▸ **STATED PROBLEM**
Reproduce all the entries exactly.

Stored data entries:
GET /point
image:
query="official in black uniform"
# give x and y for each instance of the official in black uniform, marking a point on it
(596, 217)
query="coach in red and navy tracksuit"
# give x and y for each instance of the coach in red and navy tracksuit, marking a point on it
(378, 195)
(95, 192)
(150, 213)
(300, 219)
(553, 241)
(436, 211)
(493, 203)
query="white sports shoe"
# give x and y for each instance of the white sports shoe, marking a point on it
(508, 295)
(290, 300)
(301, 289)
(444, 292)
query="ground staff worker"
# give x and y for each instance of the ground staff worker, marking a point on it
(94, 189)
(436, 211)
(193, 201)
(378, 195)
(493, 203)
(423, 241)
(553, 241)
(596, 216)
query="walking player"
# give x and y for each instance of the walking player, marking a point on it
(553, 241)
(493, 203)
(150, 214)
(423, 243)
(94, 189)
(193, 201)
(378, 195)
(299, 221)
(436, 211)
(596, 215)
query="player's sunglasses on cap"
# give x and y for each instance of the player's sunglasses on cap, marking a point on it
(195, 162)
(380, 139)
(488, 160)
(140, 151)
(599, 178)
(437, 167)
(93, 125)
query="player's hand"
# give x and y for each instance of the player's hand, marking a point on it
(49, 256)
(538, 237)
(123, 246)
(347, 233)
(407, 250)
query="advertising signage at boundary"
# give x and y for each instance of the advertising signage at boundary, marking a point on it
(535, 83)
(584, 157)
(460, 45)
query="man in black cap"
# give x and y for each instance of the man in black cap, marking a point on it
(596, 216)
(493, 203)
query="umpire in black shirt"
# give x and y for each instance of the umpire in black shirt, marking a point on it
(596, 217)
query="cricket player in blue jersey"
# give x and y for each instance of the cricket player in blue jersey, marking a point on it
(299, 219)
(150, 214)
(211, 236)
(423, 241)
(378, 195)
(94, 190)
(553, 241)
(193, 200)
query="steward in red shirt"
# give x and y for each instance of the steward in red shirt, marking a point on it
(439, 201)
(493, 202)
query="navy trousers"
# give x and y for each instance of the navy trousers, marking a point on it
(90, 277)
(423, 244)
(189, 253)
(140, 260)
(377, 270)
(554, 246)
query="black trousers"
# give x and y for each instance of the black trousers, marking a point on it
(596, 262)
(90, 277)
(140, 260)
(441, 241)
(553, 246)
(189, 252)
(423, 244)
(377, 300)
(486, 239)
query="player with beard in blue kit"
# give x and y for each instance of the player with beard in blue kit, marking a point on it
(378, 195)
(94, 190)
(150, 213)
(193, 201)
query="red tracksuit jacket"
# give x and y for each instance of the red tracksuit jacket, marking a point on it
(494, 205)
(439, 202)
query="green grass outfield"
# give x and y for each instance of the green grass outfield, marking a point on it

▸ **EXERCISE ANSWER**
GET /point
image:
query="official in black uniform"
# give x and y for each instance of the official in black uniform, marking a point on it
(596, 217)
query="coach in red and navy tracksuit"
# give x and y for each instance of the coach in red and navy tracksuit, marking a point on it
(378, 195)
(95, 192)
(150, 213)
(300, 219)
(553, 241)
(436, 211)
(493, 203)
query="white sports shoe"
# give x and y for each instance of the white sports shoe, marking a point on it
(508, 295)
(290, 300)
(301, 289)
(444, 292)
query="ground staff worker"
# give x and y for each instance of the ground staff worker, marking a point on it
(94, 189)
(436, 211)
(193, 201)
(378, 195)
(493, 203)
(423, 241)
(553, 241)
(596, 216)
query="walking player"
# give x and y for each instance of the walking player, marking a point on it
(553, 241)
(493, 203)
(150, 214)
(423, 243)
(94, 189)
(193, 201)
(378, 195)
(299, 221)
(436, 211)
(596, 215)
query="player's sunglasses on cap"
# give x and y for each instance of the player's sunglasses on cap, marking a point on it
(195, 162)
(380, 139)
(488, 160)
(140, 151)
(599, 178)
(437, 167)
(93, 125)
query="player's hand"
# give x and y for each instance of the player's hand, marking a point on it
(49, 256)
(538, 237)
(123, 246)
(347, 233)
(407, 250)
query="advertising signage at boundary"
# give x and y for each instance of the advertising signage at boundary, marking a point on it
(535, 83)
(584, 157)
(460, 45)
query="man in black cap"
# give x and y for each instance of the man in black cap, marking a point on it
(596, 216)
(493, 203)
query="umpire in black shirt"
# give x and y for each instance of the umpire in black shirt, marking a point on it
(596, 217)
query="cricket player in blue jersey"
# give x and y for each instance of the cricket player in blue jersey, marking a point on it
(299, 219)
(150, 214)
(211, 236)
(423, 241)
(378, 195)
(94, 190)
(553, 241)
(193, 200)
query="steward in red shirt"
# give x and y for each instance of the steward in red shirt, marking a point on it
(439, 201)
(493, 202)
query="navy trousers"
# give x and y for each instance of the navy trousers, marking a point on it
(90, 277)
(423, 244)
(189, 253)
(140, 260)
(377, 270)
(554, 246)
query="black trousers"
# give x and y for each instance of the black trousers, marking a point on it
(596, 262)
(90, 277)
(140, 260)
(441, 241)
(553, 246)
(189, 252)
(423, 244)
(377, 300)
(486, 239)
query="player with beard in blue kit"
# give x and y for each instance of the player with beard in blue kit, marking a point on it
(378, 195)
(94, 190)
(150, 213)
(193, 201)
query="red tracksuit jacket"
# give x and y for each instance of the red tracksuit jacket, marking a point on it
(494, 205)
(439, 202)
query="green grass outfield"
# give x and y for each instance of the green grass outfield, marking a point on it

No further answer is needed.